● **WRITTEN INSTRUCTION A**: Render the entries from the line that contains "the rock netting" through the line that contains "(1008, 368)" as a Markdown table with the columns Row and Line. Give each line its own numbered row and leave out blank lines.

* start PASSAGE GIVEN *

The film has its funny moments, but it wasn’t the slapstick bedroom farce that I expected. In its own peculiar, subtle way, it’s a very political film, and a very sad one. Beatty’s character is innocent but unwise and uncertain; everyone else in the picture has an agenda and, much as they may feel for him physically or emotionally, they can’t be there for him when he really needs them (which, we realize as the picture draws to its bittersweet close, he has done his best to do for them). They are all of them living in the shadow of Nixon; as in The Big Lebowski, another slyly political L.A. movie, you can feel the creators of the film mourning the bitter fact that “the ‘bums’ lost,” yet somehow managing to laugh through their tears.

For all its surprising depth and interesting detours, my favorite thing about Shampoo was its geographic-emotional astuteness. As Beatty races on his motorbike from one tryst to the next, you realize how literally far away these resilient heartbreak-sufferers of Beverly Hills are from one another.

-Jane Campion’s In the Cut. I know I must respect the right of an artist to grow, and I realize that hoeing the same row can lead to stagnation worse than any creative miss, but oh, how I wish she could once again display the perception she brought to Sweetie and An Angel at my Table.

In the Cut is a feminist tract and a murder-mystery thriller, but its head is in some strange, vague place where either timidity or indecision reigns. Whichever it is, this film suffers badly from lack of identity or purpose.

Meg Ryan- let’s just say the performance is neither awful nor a revelation and just leave it at that- is a New York City schoolteacher who worries about her unhappy, heartsick half-sister (Jennifer Jason Leigh) and her own empty bed. The teacher flirts with a gritty ‘n gruff New York City cop (Mark Ruffalo), whom she met when he questioned her about the grisly murder of a woman whose body was dumped outside of her apartment building.

* end PASSAGE GIVEN *
* start INFORMATION PROVIDED *

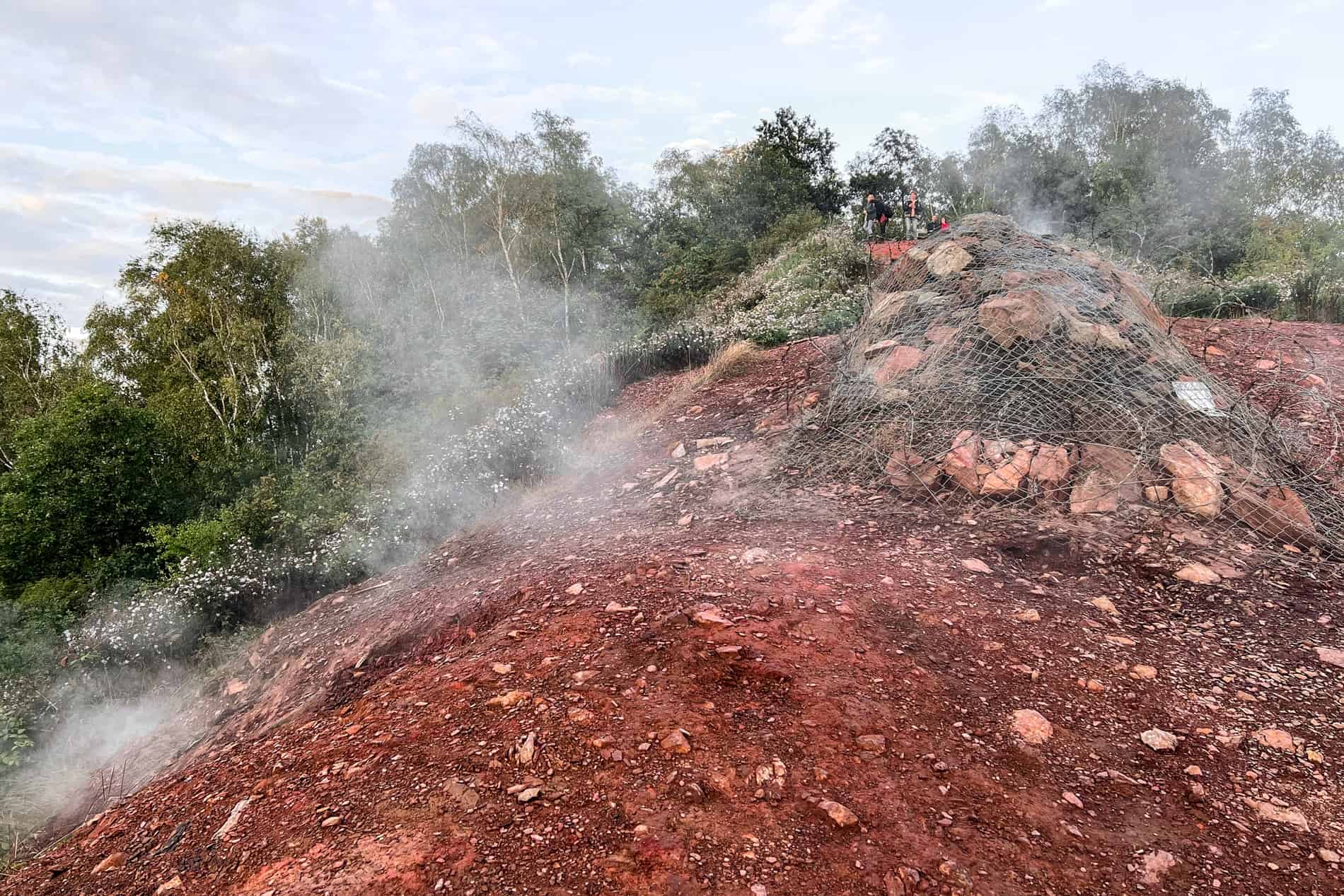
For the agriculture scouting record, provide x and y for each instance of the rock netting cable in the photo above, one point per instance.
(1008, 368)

* end INFORMATION PROVIDED *
* start INFORMATION PROVIDED *

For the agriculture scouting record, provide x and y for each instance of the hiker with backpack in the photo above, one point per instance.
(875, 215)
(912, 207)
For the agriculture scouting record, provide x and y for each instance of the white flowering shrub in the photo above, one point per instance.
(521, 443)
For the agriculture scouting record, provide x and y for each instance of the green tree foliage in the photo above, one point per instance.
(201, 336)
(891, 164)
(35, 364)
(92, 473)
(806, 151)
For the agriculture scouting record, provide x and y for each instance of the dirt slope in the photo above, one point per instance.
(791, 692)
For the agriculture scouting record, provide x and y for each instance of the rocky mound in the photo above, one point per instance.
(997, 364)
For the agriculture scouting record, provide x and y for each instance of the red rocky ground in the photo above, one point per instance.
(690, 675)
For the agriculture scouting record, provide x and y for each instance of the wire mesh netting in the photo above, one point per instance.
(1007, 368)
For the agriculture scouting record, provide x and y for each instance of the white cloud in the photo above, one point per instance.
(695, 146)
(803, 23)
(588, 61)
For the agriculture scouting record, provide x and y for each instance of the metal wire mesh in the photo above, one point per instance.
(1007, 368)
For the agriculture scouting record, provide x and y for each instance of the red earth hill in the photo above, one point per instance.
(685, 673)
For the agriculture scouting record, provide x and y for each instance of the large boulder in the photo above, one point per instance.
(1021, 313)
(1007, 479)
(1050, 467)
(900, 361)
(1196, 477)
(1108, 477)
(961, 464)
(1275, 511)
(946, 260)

* end INFORMATION PROVIDED *
* start INFORMATION PROVIDED *

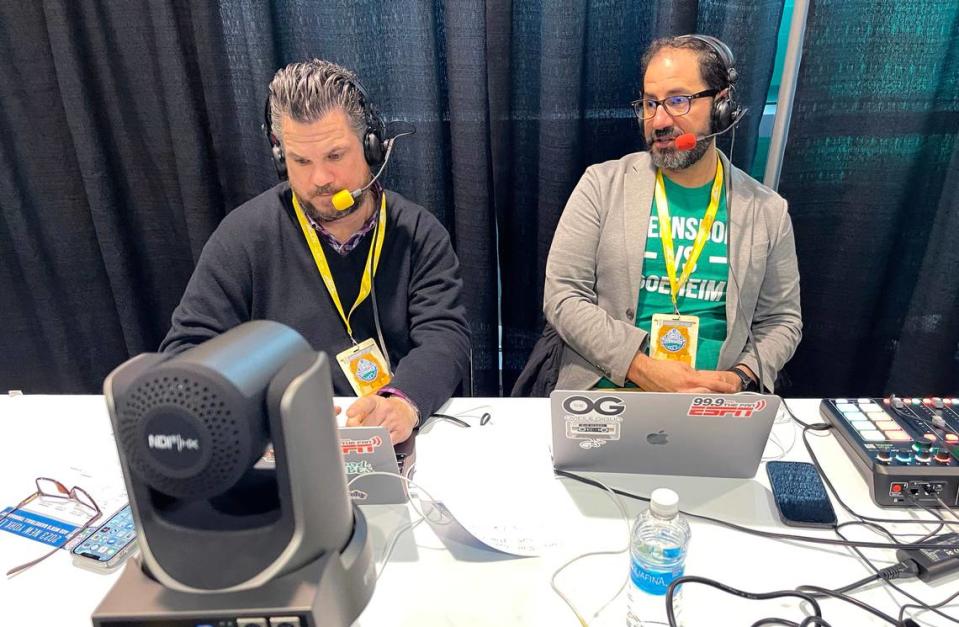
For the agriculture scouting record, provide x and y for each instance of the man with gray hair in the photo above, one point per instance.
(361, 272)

* end INFORMATION PROVIDED *

● **WRITTEN INSTRUCTION B**: Say whether each statement agrees with the film review. Answer yes or no, and quote the review's deciding words. (i) The writer found Shampoo to be the slapstick bedroom farce they had expected. (ii) In Shampoo, Beatty rides a motorbike from one tryst to the next. (iii) In In the Cut, Meg Ryan plays a New York City schoolteacher.

● **EXERCISE OUTPUT A**:
| Row | Line |
|---|---|
| 1 | For the agriculture scouting record, provide x and y for each instance of the rock netting cable in the photo above, one point per instance. |
| 2 | (1008, 368) |

● **EXERCISE OUTPUT B**:
(i) No: "it wasn’t the slapstick bedroom farce that I expected."
(ii) Yes: "As Beatty races on his motorbike from one tryst to the next"
(iii) Yes: "is a New York City schoolteacher"